Objectif énoncé:
Reproduisez toutes les lignes, de celle qui contient « search: rounded snow cap » jusqu'à la fin des entrées, requêtes comprises. Mettez à l'échelle les coordonnées des réponses en les multipliant par 0,85 et en arrondissant à l'entier, les demis vers le haut ; les autres nombres restent inchangés.
.....
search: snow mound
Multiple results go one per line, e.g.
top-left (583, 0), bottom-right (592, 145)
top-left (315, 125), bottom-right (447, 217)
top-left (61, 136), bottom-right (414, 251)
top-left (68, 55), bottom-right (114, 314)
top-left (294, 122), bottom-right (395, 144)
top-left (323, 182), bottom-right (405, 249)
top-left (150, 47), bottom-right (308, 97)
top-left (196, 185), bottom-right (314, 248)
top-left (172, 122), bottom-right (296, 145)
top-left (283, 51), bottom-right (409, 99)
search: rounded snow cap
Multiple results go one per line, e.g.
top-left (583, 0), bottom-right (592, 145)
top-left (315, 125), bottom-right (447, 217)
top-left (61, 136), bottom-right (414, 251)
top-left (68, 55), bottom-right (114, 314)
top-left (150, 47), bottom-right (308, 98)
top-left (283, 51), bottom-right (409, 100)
.....
Résultat obtenu:
search: rounded snow cap
Multiple results go one per line, e.g.
top-left (583, 0), bottom-right (592, 145)
top-left (315, 125), bottom-right (447, 217)
top-left (61, 136), bottom-right (414, 251)
top-left (68, 55), bottom-right (114, 314)
top-left (128, 40), bottom-right (262, 83)
top-left (241, 43), bottom-right (348, 85)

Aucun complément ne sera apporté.